From the items below, extract the lines from the one containing "Can you find the hinge" through the end of the items, inclusive, and reproduce them without alteration.

Collected data
=====
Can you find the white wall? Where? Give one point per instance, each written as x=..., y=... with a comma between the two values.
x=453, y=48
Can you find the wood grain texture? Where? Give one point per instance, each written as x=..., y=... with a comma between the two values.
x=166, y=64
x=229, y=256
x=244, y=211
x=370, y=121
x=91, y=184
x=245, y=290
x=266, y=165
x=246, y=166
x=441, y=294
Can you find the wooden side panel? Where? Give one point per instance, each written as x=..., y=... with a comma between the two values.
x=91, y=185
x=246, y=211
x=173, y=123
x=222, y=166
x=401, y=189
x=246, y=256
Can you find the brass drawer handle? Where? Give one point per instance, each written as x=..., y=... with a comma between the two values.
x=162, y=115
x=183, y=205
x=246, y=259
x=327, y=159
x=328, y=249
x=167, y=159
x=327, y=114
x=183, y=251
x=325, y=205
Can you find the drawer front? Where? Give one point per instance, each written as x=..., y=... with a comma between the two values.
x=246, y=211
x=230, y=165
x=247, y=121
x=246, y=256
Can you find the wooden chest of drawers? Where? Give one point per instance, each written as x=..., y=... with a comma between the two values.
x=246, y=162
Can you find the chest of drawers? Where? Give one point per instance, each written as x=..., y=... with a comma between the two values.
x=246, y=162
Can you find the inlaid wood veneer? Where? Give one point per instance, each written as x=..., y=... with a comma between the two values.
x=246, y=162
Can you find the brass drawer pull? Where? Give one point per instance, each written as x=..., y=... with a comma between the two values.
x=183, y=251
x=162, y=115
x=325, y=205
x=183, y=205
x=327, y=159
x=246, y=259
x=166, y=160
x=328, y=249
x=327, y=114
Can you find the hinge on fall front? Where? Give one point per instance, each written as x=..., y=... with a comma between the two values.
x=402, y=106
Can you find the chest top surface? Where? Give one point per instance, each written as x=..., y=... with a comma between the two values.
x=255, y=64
=====
RESPONSE TO THIS EXERCISE =>
Can you find the hinge on fall front? Where? Give one point per instance, each written as x=..., y=... with a comma between the two values.
x=402, y=106
Can you find the chest top surface? Where? Give one point per instance, each written as x=..., y=... with a comma between the two values.
x=255, y=64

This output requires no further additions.